=== TASK INPUT ===

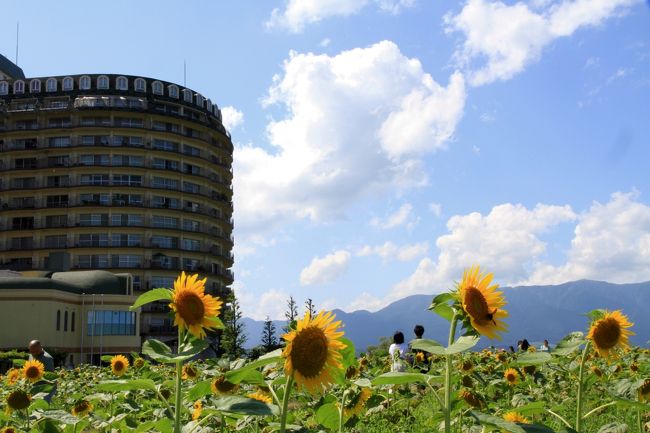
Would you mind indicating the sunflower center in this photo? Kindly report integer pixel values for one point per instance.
(309, 351)
(190, 307)
(476, 305)
(607, 333)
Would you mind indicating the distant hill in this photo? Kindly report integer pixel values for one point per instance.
(536, 313)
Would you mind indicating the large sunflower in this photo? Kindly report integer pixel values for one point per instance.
(313, 351)
(194, 309)
(33, 370)
(119, 365)
(482, 303)
(609, 334)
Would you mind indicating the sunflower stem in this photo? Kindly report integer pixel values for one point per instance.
(447, 406)
(285, 404)
(581, 372)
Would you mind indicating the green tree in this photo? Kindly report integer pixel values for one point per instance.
(234, 335)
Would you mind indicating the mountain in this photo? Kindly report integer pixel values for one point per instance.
(536, 313)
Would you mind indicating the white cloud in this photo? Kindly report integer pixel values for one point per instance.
(510, 37)
(232, 117)
(389, 251)
(341, 139)
(325, 270)
(299, 13)
(611, 243)
(396, 219)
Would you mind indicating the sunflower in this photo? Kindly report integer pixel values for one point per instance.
(357, 403)
(198, 408)
(260, 396)
(18, 400)
(313, 351)
(119, 365)
(511, 376)
(13, 375)
(194, 309)
(33, 370)
(81, 408)
(190, 372)
(221, 386)
(482, 303)
(609, 333)
(515, 417)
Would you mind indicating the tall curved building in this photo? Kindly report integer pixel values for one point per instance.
(114, 172)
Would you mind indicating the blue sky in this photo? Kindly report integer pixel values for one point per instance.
(384, 145)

===

◆ WHAT TO DO ◆
Please render all of the material above as a JSON list of strings, one string per line, with blank lines left out. Leave the pictures out of the list.

◆ COMPLETE OUTPUT ◆
[
  "Would you mind indicating the sunflower center in this photo? Kindly report integer pixel values for one point per instance.",
  "(309, 351)",
  "(190, 307)",
  "(476, 305)",
  "(607, 333)",
  "Would you mind indicating the distant hill in this photo? Kindly report integer pixel values for one point per instance.",
  "(536, 313)",
  "Would you mind indicating the large sunflower in this photo? Kindly report integer pixel values for one point per instance.",
  "(313, 351)",
  "(194, 309)",
  "(33, 370)",
  "(119, 365)",
  "(482, 303)",
  "(609, 334)",
  "Would you mind indicating the sunflower stem in this photo? Kindly report integer pixel values for one point per instance.",
  "(447, 406)",
  "(285, 404)",
  "(581, 372)",
  "Would you mind indicating the green tree in this photo? Kindly report integer pixel values for one point per instance.",
  "(234, 335)",
  "Would you mind indicating the mountain in this photo? Kindly report integer pixel values for one point per instance.",
  "(536, 313)",
  "Would you mind indicating the white cloud in this photo? Kindly report integer pixel values for one point per instance.",
  "(510, 37)",
  "(232, 117)",
  "(389, 251)",
  "(341, 139)",
  "(325, 270)",
  "(299, 13)",
  "(611, 243)",
  "(396, 219)",
  "Would you mind indicating the sunflower in this photo? Kindly report integer pixel values for one point per instance.",
  "(357, 403)",
  "(198, 408)",
  "(260, 396)",
  "(18, 400)",
  "(313, 351)",
  "(119, 365)",
  "(511, 376)",
  "(13, 375)",
  "(194, 309)",
  "(33, 370)",
  "(81, 408)",
  "(190, 372)",
  "(221, 386)",
  "(482, 303)",
  "(609, 333)",
  "(515, 417)",
  "Would you mind indicating the tall curved building in this photo? Kindly report integer pixel values for one point per instance.",
  "(114, 172)",
  "Would you mind indicating the blue sky in this photo? Kindly report integer pixel values for one point per instance.",
  "(384, 145)"
]